◆ What the exercise asks ◆
Which of the rows below contain the word "neck"? Extract every line that does and copy it in full.

◆ Dataset content ◆
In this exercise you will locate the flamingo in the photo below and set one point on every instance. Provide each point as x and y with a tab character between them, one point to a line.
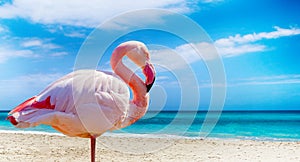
87	103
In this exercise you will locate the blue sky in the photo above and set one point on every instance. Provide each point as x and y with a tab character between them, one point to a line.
258	42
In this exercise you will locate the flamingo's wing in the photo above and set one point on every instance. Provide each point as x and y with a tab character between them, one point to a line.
84	99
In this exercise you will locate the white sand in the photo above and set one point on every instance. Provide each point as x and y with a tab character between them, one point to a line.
39	147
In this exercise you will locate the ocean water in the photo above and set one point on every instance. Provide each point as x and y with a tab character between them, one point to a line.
257	125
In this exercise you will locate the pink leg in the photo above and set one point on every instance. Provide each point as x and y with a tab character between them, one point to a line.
93	148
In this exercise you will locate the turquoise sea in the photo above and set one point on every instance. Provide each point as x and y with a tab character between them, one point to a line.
257	125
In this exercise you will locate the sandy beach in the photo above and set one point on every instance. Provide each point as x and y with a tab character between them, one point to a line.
41	147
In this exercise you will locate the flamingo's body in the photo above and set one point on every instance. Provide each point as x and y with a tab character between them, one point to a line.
87	103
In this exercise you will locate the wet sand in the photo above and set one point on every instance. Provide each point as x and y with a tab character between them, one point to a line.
45	147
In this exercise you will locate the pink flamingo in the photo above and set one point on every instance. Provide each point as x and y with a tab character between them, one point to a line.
87	103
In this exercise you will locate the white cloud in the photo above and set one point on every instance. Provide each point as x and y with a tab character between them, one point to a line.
267	80
28	48
81	13
38	43
6	54
237	45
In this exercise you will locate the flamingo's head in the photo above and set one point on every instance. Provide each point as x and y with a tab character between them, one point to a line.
149	72
139	54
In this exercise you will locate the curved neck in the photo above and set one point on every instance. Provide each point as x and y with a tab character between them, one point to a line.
131	79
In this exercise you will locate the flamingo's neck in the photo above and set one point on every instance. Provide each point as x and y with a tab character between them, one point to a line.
135	83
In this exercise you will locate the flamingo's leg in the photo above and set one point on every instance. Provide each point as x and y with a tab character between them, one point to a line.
93	148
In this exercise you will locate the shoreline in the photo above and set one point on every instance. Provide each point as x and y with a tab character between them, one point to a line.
40	147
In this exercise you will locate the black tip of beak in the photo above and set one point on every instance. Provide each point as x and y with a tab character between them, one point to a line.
150	85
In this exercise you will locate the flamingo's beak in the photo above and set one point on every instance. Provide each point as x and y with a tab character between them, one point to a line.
12	120
149	72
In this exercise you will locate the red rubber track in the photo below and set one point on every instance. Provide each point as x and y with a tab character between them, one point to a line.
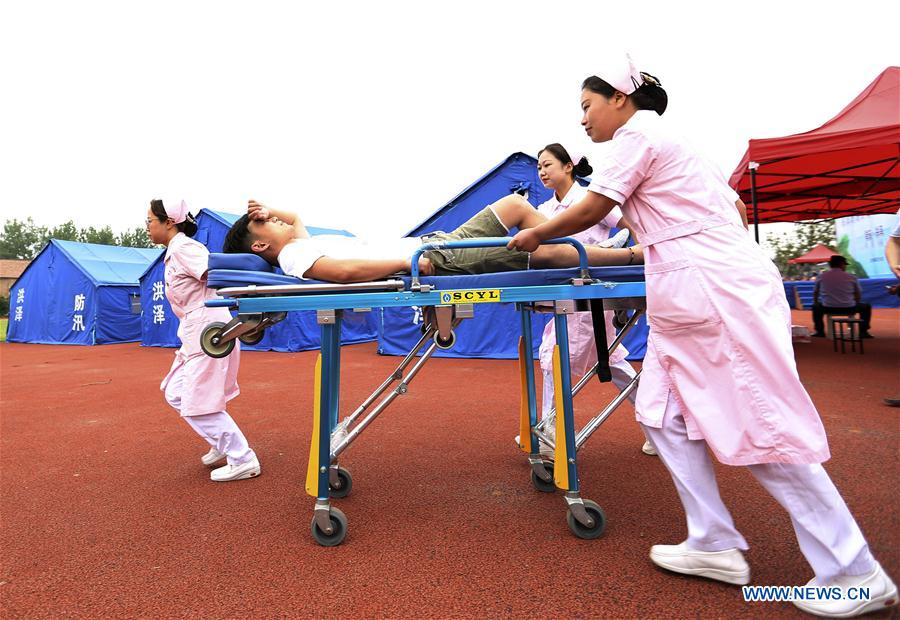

◆ Complete output ◆
In this exercise you will locate the curved neck in the photo above and set one point on every instance. Provide each point as x and y with a tab character between them, one point to a line.
In this exercise you will locate the flamingo's neck in the photo above and set one point on every instance. Provide each point as x and y with a tab character between them, one point to a line.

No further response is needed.